Reading passage:
● ● ●

- Born: August 3, 1946 (age 80)
- Education: Buenos Aires University
- Scientific career
- Workplaces: University of Arizona CONICET
- Thesis: Benzoilación de aldonamidas y aldonolactonas : Reacciones de eliminación-Beta y de alcohólisis de O-Benzoil-aldonolactonas (1974)

= Marta Irene Litter =

Latin American chemist

Marta Irene Litter (born 3 August 1946) is Latin American chemist who is a professor at National University of General San Martín and the CONICET of Argentina. She is a member of The World Academy of Sciences and the Latin American Academy of Sciences.

== Early life and education ==
Litter was an undergraduate and graduate student in Buenos Aires. She moved to the University of Arizona as a postdoctoral researcher in 1983.

== Research and career ==
Litter studies the presence and transformation of chemical species in environmental matrices, such as water, air and soil. These include the presence of arsenic in waters in Latin America, which is known to cause damage to human health. It is estimated that over 14 million people in Latin America are at risk of high concentrations of arsenic, which can give rise to skin disorders. She makes use of thermal and photochemical analytical and removal techniques. She has concentrated her research on the development of heterogenous photocalaysis. These catalysts can be used to convert ionic species to metallic solids, which allows them to be deposited across the surface of a semiconductor and permits them to be converted into a less toxic form. Three distinct mechanisms can be involved with the photocatalytic removal of metal ions from water, the reduction of photogenerated electrons, indirect reduction by intermediates and oxidative removal.

● ● ●

Complete the following:
(a) Decide whether each statement below agrees with the article on Marta Irene Litter. Answer yes or no, quoting the article's deciding words.
(i) Litter moved to the University of Arizona as a postdoctoral researcher in 1983.
(ii) Litter is a member of The World Academy of Sciences.
(iii) Litter's research on chemical species is limited to water.
(b) Answer these questions from the article on Marta Irene Litter.
(i) What year is given for Litter's thesis?
(ii) In what city was Litter an undergraduate and graduate student?
(iii) How many distinct mechanisms can be involved with the photocatalytic removal of metal ions from water?

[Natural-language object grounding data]
● ● ●

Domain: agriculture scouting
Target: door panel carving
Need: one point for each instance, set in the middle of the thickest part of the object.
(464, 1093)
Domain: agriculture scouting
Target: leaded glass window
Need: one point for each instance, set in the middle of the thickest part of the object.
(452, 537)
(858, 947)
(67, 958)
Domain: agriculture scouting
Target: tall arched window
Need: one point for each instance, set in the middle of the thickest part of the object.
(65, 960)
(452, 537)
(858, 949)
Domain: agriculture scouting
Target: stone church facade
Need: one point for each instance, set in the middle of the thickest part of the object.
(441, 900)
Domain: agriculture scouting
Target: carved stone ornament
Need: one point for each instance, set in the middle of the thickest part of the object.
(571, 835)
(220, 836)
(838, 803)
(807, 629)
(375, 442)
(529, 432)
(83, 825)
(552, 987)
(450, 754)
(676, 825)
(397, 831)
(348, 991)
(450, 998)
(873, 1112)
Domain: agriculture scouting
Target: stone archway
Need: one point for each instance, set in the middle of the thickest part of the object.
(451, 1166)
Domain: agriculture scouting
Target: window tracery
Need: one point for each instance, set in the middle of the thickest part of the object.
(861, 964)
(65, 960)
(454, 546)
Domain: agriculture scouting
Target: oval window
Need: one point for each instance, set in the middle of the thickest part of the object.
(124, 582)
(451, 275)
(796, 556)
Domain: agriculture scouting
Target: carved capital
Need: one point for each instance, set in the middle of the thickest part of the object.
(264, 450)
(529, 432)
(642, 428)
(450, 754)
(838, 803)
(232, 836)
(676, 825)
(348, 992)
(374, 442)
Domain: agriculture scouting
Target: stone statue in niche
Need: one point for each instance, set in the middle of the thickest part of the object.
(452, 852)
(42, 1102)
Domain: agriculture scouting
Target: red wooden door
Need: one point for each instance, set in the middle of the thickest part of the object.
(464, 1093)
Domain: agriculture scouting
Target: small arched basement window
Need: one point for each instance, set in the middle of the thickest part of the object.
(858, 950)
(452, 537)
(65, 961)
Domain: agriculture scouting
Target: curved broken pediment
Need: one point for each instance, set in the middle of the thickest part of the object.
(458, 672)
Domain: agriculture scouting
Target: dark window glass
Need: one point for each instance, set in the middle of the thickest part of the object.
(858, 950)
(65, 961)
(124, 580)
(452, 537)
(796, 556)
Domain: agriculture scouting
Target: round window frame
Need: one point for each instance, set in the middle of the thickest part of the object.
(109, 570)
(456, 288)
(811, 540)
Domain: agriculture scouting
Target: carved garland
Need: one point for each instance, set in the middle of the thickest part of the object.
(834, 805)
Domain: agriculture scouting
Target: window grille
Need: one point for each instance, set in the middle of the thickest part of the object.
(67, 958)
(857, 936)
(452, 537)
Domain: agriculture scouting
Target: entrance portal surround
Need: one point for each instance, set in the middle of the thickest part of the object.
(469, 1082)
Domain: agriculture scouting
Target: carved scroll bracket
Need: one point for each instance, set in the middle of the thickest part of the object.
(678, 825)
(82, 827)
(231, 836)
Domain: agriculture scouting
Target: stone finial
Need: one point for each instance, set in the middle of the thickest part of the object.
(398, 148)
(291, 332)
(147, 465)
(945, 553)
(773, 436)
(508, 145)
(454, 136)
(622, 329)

● ● ●

Answers for the exercise:
(a)
(i) Yes: "She moved to the University of Arizona as a postdoctoral researcher in 1983."
(ii) Yes: "She is a member of The World Academy of Sciences and the Latin American Academy of Sciences."
(iii) No: "chemical species in environmental matrices, such as water, air and soil."

(b)
(i) 1974.
(ii) Buenos Aires.
(iii) Three.